(Natural-language object grounding data)
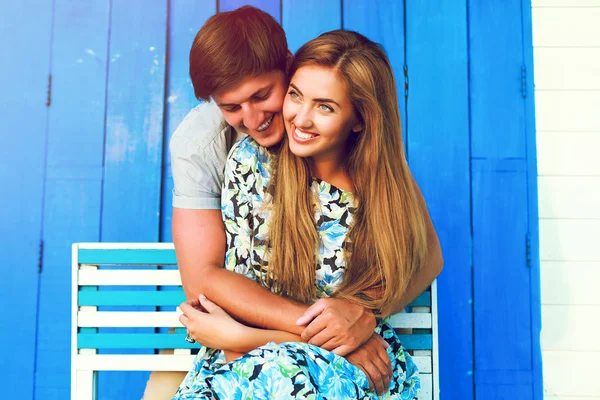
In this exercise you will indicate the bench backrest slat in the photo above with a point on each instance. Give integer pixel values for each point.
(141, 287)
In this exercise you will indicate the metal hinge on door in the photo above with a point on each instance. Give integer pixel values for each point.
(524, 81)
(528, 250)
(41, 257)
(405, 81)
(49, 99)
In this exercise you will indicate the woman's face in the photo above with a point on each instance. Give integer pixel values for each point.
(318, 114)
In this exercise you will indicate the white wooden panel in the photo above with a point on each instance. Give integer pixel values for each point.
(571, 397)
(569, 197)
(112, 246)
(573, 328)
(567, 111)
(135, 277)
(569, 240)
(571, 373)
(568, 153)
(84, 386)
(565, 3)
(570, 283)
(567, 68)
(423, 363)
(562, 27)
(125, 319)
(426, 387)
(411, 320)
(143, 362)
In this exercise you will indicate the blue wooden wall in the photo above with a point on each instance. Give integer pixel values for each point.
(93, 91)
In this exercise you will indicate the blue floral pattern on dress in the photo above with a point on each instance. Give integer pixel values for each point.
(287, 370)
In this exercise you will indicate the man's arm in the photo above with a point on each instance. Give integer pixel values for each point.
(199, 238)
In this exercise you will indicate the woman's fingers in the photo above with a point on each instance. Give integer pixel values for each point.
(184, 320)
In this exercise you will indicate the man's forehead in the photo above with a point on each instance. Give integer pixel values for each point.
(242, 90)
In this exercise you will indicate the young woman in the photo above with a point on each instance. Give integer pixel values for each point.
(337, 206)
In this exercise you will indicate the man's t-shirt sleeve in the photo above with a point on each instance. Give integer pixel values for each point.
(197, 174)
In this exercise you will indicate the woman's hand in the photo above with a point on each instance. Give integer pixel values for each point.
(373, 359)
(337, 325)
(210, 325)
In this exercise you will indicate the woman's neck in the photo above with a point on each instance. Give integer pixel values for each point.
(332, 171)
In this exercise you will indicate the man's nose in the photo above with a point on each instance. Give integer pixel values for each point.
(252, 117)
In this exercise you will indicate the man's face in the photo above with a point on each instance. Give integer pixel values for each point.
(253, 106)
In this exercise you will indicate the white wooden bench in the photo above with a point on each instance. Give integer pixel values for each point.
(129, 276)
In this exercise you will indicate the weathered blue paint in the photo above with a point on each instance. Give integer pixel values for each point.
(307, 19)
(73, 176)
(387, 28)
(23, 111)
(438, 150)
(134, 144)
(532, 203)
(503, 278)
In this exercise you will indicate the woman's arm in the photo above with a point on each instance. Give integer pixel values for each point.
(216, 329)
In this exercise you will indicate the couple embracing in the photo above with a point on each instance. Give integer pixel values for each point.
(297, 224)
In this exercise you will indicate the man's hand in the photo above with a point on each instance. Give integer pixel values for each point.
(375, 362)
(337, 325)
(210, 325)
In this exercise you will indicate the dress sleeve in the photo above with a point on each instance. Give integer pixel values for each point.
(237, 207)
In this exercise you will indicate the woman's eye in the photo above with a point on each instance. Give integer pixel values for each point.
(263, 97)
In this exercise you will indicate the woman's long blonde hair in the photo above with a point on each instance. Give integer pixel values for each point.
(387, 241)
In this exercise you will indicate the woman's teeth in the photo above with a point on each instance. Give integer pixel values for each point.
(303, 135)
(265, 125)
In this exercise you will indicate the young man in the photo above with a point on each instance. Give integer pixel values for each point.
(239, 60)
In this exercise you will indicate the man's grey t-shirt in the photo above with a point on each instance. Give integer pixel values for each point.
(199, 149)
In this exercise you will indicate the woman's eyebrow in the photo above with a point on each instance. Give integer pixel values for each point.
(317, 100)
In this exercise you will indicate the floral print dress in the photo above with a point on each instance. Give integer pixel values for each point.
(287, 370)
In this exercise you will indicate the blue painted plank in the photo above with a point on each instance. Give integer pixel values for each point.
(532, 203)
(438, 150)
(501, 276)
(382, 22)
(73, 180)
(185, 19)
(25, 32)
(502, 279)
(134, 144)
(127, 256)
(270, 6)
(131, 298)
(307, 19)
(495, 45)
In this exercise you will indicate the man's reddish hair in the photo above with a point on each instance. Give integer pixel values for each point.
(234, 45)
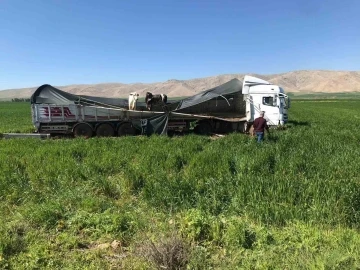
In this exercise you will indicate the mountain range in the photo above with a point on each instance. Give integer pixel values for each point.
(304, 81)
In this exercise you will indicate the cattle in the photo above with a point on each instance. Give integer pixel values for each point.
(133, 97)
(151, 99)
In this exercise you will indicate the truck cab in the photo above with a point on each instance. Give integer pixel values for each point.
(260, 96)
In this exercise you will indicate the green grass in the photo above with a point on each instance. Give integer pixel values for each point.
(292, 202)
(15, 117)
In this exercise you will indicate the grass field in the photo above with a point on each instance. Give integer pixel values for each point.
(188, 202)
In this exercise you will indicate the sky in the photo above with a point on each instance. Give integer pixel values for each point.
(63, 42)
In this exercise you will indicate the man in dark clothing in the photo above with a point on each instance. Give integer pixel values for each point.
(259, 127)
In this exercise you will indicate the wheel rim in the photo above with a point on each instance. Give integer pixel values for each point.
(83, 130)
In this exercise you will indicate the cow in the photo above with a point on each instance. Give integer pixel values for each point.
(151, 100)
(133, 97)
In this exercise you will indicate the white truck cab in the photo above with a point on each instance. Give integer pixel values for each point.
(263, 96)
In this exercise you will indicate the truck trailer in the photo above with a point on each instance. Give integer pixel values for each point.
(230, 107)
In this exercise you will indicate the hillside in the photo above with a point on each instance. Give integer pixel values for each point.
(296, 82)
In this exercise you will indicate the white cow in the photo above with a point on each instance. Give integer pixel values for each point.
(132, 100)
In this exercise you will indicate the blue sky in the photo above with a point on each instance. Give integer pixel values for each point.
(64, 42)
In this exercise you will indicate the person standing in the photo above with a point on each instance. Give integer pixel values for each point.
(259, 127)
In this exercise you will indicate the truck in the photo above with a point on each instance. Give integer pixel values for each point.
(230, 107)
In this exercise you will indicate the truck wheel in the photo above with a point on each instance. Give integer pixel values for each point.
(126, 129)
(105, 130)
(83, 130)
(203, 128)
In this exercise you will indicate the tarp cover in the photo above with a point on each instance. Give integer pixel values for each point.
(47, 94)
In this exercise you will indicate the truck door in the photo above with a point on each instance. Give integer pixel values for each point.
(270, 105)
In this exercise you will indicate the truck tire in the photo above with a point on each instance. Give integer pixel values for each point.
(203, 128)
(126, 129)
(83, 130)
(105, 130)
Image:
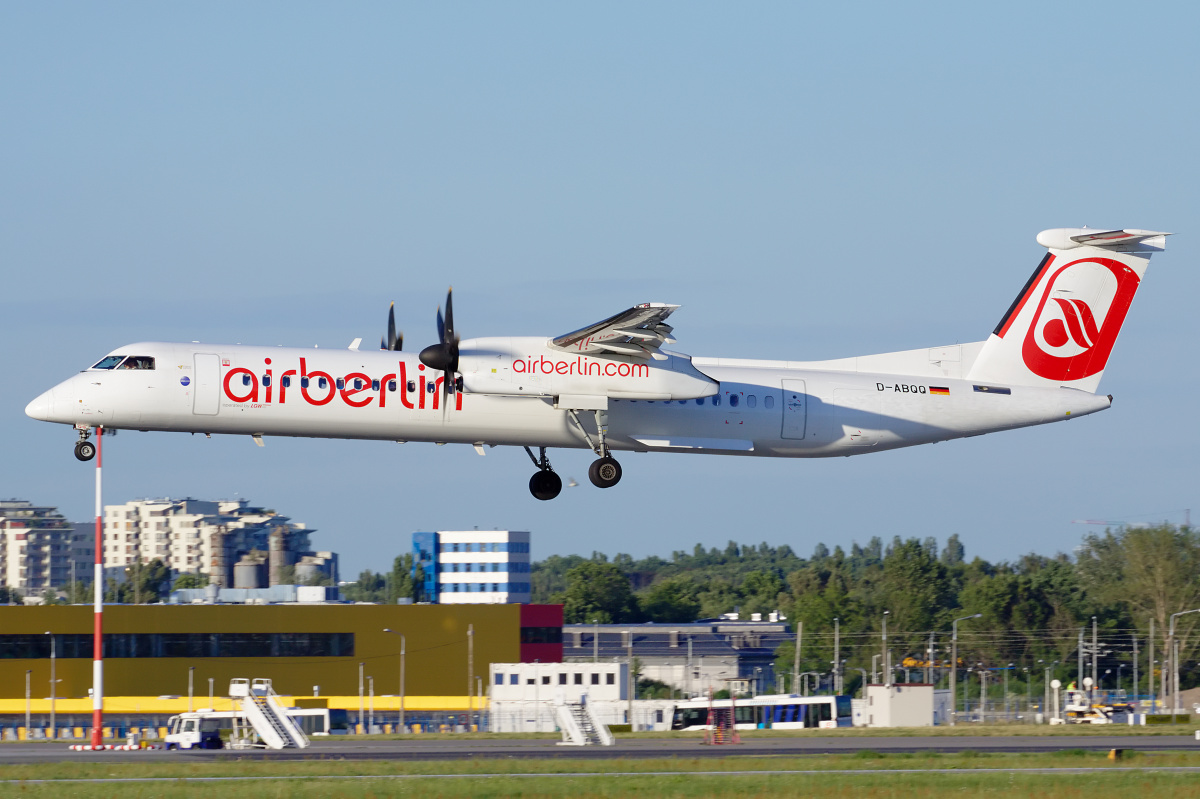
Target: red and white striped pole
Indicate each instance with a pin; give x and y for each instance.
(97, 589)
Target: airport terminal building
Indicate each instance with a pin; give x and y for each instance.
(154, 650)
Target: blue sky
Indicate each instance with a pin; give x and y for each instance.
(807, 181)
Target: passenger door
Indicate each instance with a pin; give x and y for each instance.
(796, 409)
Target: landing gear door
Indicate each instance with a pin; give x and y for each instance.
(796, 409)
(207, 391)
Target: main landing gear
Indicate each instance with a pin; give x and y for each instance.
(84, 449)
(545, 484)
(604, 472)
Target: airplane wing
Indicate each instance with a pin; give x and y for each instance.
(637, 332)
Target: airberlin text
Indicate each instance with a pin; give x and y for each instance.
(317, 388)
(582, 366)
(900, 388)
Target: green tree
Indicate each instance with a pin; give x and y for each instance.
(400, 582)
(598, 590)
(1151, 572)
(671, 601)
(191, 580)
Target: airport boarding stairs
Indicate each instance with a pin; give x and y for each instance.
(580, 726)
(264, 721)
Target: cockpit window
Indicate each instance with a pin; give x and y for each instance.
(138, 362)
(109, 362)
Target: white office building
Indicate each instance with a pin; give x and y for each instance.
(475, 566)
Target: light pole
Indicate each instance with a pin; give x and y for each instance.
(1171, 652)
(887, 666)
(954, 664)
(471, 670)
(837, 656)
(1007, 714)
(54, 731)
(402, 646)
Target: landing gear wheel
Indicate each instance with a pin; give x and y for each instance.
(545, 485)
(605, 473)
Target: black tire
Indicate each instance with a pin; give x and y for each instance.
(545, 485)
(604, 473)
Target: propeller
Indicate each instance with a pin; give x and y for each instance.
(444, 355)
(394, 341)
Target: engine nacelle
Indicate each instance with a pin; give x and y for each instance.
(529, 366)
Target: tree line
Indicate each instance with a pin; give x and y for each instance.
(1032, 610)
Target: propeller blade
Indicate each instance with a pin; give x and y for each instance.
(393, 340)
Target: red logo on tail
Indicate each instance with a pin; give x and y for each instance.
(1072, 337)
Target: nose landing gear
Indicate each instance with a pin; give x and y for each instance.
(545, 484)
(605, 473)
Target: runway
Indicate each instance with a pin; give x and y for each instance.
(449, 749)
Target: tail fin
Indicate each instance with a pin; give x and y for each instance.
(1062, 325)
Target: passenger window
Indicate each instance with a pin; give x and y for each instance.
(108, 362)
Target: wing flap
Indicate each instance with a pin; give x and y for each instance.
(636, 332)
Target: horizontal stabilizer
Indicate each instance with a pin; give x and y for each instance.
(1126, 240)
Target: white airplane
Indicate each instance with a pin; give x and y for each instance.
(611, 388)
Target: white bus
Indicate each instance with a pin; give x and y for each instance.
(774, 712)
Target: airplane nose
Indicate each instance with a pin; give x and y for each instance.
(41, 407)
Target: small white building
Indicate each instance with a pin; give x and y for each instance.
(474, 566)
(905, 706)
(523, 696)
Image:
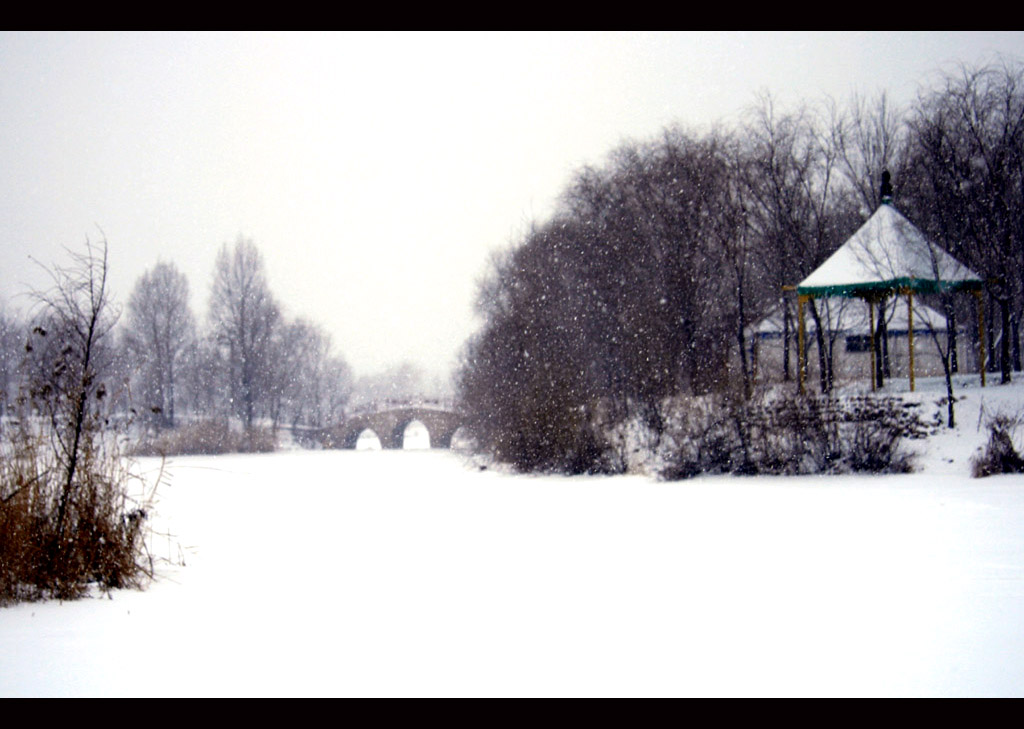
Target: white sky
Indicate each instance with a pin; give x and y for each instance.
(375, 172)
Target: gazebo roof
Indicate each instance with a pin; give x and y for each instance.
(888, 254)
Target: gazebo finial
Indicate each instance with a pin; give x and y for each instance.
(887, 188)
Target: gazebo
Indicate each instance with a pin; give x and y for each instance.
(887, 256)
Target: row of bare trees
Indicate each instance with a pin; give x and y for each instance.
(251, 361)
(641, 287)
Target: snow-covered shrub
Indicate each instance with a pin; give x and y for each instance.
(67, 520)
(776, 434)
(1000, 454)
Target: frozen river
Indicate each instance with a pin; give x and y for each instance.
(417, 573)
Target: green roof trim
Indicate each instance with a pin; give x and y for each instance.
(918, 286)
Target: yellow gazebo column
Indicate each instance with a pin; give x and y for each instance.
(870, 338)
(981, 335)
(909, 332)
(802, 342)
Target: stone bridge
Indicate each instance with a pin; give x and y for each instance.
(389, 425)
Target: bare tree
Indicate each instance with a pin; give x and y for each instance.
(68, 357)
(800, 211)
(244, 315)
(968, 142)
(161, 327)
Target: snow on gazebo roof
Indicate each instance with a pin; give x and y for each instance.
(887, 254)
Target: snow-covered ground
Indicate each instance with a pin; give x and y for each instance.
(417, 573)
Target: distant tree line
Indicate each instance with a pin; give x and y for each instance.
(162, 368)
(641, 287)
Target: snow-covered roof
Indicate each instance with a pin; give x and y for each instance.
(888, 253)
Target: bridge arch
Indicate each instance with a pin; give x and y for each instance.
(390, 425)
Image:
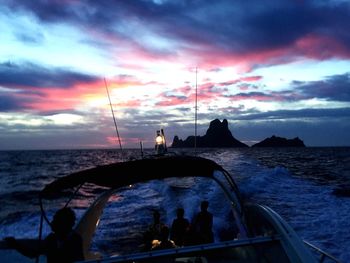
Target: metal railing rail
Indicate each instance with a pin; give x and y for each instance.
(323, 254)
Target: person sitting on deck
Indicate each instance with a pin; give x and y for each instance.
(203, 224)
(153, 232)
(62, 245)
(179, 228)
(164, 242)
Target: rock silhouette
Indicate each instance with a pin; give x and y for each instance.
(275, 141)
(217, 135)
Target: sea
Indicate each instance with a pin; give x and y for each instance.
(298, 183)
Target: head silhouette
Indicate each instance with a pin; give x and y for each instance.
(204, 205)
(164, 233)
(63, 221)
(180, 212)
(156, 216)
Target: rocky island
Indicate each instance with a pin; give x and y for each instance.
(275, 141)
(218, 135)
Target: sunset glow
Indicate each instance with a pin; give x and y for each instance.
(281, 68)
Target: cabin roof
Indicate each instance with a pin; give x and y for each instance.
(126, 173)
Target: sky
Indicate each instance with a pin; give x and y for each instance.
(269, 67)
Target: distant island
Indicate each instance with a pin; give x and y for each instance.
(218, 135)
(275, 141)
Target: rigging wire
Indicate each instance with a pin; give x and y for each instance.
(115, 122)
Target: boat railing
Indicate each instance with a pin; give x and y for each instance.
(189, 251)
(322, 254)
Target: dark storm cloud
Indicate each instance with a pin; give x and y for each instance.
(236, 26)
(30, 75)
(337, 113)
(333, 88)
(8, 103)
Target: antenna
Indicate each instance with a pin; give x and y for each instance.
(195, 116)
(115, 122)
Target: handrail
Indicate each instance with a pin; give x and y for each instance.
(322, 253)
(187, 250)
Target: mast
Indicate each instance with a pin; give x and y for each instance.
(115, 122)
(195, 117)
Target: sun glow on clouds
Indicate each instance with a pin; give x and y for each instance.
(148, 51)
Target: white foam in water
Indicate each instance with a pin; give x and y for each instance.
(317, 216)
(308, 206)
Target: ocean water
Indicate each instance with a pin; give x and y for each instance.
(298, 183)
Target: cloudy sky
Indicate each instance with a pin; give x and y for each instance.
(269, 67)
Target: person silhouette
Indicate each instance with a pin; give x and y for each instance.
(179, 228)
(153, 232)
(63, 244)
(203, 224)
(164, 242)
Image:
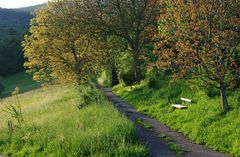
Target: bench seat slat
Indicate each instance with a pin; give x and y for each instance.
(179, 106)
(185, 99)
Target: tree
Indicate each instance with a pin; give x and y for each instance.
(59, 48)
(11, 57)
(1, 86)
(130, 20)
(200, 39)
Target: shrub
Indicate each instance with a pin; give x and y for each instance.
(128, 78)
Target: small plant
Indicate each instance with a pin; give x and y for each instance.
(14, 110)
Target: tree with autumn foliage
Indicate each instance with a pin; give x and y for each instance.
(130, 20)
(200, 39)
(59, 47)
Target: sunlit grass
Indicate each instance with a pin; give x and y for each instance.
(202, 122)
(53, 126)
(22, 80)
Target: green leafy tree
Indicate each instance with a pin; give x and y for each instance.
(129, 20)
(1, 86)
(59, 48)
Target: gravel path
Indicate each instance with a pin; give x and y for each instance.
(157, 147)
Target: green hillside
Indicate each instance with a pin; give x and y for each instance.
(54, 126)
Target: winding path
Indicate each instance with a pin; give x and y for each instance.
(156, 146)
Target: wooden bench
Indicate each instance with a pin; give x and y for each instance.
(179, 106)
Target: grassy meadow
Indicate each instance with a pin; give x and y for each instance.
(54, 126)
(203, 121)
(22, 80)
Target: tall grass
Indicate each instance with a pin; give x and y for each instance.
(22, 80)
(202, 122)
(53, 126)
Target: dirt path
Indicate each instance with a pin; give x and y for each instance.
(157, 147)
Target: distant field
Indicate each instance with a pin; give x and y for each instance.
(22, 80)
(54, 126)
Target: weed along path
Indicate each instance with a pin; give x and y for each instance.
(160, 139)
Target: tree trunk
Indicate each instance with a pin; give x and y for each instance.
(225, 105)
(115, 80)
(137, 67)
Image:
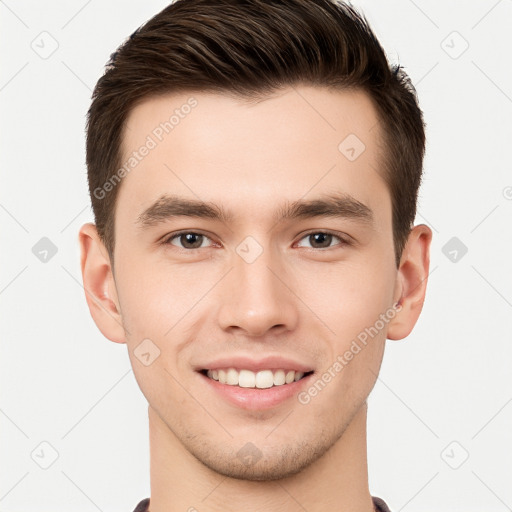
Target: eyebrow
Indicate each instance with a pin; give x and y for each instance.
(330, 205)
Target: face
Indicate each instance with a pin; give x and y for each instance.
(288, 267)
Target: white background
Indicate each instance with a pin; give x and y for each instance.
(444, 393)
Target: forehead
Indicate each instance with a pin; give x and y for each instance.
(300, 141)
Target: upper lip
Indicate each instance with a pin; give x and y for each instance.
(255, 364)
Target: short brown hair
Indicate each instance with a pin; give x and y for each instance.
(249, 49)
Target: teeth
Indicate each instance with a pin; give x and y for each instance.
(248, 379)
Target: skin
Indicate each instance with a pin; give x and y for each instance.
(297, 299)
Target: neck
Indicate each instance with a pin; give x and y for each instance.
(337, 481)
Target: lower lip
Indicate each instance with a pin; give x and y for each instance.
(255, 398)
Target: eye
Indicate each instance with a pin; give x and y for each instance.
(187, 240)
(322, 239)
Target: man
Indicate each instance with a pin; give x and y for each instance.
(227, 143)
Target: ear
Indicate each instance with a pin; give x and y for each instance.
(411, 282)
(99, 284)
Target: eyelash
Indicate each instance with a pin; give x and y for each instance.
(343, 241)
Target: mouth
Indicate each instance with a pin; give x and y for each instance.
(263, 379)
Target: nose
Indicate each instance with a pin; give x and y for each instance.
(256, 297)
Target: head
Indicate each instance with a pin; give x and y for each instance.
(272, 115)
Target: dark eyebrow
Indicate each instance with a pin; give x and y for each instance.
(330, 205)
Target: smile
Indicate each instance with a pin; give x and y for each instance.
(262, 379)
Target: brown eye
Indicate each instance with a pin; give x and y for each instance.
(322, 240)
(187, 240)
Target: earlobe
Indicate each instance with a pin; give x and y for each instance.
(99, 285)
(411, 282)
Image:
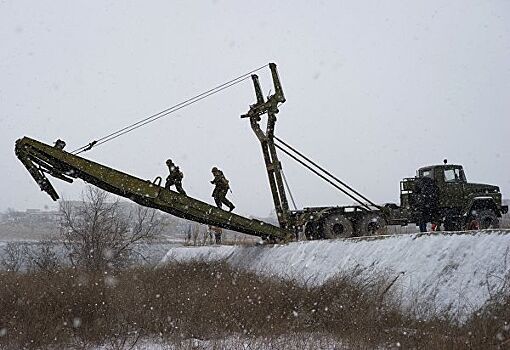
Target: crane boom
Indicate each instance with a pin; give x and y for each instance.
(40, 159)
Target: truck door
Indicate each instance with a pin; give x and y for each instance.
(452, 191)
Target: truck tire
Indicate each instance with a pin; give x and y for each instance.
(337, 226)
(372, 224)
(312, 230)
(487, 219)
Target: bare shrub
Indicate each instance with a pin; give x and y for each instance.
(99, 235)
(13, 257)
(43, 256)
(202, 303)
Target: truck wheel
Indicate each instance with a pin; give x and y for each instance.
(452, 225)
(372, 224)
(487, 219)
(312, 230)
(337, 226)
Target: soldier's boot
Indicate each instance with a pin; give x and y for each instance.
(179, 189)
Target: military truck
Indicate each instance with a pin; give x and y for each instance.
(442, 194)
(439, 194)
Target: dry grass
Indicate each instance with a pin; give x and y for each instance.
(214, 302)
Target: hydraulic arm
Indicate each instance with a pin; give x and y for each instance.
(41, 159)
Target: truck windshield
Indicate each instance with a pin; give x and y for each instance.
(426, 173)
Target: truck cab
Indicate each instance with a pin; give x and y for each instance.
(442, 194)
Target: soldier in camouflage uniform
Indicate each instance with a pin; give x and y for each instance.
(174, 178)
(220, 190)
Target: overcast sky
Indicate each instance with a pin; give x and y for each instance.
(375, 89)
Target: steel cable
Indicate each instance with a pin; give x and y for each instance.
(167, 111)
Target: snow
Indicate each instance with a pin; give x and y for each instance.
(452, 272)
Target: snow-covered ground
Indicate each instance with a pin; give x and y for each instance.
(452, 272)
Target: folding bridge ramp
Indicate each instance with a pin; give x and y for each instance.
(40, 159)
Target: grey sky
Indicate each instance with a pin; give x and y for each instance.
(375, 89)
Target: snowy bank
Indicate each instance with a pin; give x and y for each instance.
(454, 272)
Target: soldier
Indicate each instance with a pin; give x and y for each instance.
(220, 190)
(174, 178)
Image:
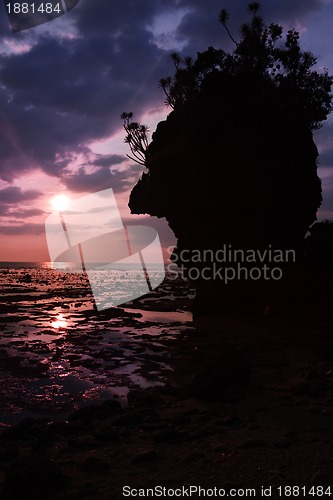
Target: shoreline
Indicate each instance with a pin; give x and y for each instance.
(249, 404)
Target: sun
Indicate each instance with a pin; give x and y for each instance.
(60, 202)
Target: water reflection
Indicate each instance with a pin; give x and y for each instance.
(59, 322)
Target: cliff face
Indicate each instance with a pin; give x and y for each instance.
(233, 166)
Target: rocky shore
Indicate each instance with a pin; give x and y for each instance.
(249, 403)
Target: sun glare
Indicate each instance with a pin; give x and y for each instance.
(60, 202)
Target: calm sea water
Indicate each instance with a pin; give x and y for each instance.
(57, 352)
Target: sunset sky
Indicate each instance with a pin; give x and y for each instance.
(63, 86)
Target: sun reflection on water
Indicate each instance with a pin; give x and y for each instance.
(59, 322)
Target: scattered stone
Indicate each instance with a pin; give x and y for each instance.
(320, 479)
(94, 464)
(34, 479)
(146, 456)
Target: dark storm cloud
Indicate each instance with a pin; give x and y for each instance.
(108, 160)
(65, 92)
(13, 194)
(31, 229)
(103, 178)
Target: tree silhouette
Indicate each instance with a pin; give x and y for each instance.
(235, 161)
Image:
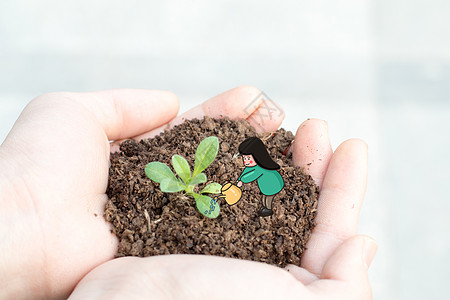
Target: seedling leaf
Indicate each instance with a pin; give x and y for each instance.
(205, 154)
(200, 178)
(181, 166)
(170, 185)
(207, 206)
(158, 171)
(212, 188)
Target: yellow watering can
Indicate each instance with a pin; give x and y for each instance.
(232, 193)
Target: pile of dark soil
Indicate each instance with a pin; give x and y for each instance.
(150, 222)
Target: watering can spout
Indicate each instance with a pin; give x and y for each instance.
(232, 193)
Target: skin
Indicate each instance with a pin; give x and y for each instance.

- [How to complete this task]: When the line with "Target: row of bare trees" is reached in the data above, start copying there, and copy each line exactly until the line with "Target: snow on gazebo roof" has been copied; copy nothing else.

- [Solution for this task]:
Target: row of bare trees
Indicate each instance with a pin; give x and y for each instance.
(251, 361)
(641, 287)
Target: snow-covered shrub
Indicate each instance with a pin; give x and y for each instance.
(67, 520)
(776, 434)
(1000, 454)
Target: frozen river
Indicate each instance with a pin; give x and y for each instance.
(417, 573)
Target: green roof trim
Indicate each instance with a pin; give x and y for each instance.
(918, 286)
Target: yellow gazebo column
Indicate each instance with a pin; give x and y for each instance.
(870, 338)
(981, 335)
(909, 332)
(802, 342)
Target: stone bridge
Indicate each instance with a pin; give x and y for each instance.
(389, 425)
Target: bare tree
Indicate each instance with a pin; give x and y for each instance.
(68, 357)
(800, 211)
(244, 315)
(968, 142)
(161, 327)
Target: snow on gazebo roof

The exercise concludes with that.